TASK TO COMPLETE — Your job is to set down the stretch of entries that opens with the line containing "Please point out the church" and closes with the line containing "Please point out the wall-mounted". Keep both end lines, copy each exactly, and add nothing.

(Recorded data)
----------------------------------------
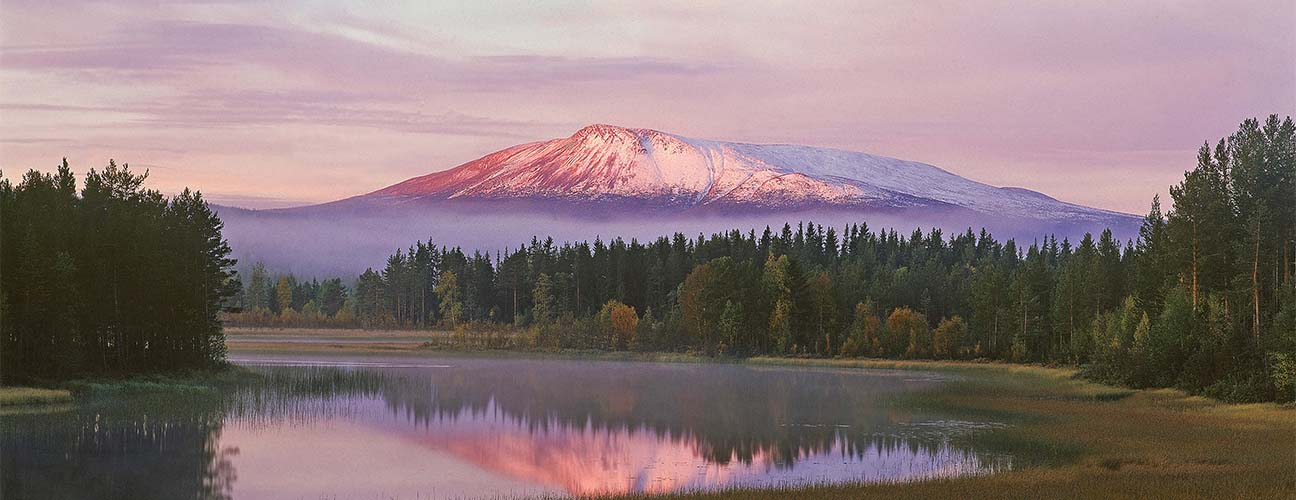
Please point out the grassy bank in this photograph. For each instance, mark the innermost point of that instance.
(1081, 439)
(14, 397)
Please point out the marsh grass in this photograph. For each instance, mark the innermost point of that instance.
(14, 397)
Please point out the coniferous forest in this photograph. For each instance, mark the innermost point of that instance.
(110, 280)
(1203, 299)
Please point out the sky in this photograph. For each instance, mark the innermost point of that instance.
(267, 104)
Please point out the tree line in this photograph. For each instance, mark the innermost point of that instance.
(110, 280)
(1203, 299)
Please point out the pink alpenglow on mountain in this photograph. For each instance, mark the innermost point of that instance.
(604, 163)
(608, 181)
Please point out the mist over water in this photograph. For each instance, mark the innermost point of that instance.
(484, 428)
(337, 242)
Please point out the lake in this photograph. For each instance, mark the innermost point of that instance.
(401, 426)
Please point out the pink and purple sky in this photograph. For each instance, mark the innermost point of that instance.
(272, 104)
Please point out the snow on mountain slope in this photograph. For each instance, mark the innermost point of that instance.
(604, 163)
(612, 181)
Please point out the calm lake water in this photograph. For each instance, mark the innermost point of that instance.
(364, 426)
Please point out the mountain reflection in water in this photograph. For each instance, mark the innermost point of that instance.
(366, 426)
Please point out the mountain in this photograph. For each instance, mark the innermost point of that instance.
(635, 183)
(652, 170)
----------------------------------------
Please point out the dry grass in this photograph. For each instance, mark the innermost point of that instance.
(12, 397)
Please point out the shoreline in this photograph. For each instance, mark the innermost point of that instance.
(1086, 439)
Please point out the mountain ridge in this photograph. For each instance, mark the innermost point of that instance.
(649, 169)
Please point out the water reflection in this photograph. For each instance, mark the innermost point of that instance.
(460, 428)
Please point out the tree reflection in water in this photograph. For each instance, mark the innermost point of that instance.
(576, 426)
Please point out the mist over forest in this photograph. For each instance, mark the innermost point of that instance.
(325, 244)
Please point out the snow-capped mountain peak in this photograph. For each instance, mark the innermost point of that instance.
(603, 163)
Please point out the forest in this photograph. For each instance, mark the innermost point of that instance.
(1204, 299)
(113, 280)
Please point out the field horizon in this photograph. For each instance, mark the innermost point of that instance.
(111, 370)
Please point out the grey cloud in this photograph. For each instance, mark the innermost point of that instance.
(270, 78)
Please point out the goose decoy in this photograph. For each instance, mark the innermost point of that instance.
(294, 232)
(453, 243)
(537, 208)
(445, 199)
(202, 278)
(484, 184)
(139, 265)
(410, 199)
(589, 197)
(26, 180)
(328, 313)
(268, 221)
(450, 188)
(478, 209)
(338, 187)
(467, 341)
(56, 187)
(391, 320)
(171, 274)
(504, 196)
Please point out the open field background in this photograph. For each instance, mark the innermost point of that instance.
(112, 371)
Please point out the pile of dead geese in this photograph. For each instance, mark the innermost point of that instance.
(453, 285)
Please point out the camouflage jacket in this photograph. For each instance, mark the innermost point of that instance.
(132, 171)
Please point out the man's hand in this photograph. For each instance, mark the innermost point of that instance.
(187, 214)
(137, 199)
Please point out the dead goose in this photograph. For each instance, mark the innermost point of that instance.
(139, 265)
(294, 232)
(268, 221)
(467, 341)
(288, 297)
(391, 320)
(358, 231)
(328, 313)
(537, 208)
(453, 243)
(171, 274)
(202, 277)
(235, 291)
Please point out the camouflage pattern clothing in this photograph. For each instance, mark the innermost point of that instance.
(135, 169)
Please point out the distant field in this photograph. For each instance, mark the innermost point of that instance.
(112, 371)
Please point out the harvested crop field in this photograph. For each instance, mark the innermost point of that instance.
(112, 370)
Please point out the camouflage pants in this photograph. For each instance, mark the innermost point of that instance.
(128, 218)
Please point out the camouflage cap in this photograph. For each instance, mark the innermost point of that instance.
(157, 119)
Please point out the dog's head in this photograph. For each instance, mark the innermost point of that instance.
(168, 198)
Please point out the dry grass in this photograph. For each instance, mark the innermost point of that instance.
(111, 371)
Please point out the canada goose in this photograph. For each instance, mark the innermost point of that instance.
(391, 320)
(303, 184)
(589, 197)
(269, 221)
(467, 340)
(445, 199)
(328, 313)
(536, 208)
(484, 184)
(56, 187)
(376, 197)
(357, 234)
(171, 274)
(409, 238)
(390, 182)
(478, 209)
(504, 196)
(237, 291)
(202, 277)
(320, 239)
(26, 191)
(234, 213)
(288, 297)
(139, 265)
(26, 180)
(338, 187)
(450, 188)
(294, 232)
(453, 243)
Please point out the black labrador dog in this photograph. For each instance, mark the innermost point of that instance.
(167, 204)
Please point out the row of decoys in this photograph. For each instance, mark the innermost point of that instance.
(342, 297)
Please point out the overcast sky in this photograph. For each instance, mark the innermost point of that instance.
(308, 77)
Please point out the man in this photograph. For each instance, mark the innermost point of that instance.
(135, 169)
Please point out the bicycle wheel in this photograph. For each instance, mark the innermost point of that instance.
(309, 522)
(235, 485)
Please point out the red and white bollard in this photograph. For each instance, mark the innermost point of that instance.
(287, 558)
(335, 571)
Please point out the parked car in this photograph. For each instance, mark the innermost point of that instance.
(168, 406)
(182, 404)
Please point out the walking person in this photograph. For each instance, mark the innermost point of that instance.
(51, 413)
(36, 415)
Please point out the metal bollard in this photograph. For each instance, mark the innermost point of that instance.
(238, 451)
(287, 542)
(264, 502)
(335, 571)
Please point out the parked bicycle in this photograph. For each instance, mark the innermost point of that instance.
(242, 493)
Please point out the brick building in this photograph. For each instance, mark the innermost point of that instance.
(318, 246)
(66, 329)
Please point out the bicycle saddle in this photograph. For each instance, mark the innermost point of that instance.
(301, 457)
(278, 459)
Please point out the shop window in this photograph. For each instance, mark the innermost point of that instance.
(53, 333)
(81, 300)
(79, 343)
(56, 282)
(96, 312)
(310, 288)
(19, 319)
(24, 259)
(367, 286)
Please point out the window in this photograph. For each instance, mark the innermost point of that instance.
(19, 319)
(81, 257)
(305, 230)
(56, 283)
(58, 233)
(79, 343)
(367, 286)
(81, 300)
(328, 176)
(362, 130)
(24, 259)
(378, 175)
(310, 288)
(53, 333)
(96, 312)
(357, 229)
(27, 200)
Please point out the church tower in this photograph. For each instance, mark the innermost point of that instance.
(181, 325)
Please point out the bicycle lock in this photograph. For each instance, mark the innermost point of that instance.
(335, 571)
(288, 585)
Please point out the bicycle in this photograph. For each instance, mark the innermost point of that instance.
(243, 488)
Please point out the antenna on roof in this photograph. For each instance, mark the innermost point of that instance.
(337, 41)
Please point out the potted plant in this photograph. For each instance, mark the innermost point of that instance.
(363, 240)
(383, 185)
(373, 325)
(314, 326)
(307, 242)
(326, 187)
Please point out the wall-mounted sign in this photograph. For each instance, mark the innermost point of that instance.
----------------------------------------
EXERCISE RESPONSE —
Please point out the church tower in this photograph. For each instance, mark the innermost point of that instance.
(181, 325)
Please point out the bicycle lock in this photograph. For each instance, mark the innermost point of that instance.
(335, 571)
(288, 585)
Please point out the bicycle in this photograph. For each instance, mark the innermost point of that instance.
(243, 488)
Please point out the antenna on roof in this photograph. For each instance, mark the innermost point of that instance.
(337, 41)
Please point out the potted plant in this photograph. For each instance, mark the innermost point of that instance.
(363, 240)
(383, 185)
(373, 325)
(314, 326)
(307, 242)
(326, 187)
Please point out the wall-mounted sign in this photograph. For each instance, mark the innermost point of that instance.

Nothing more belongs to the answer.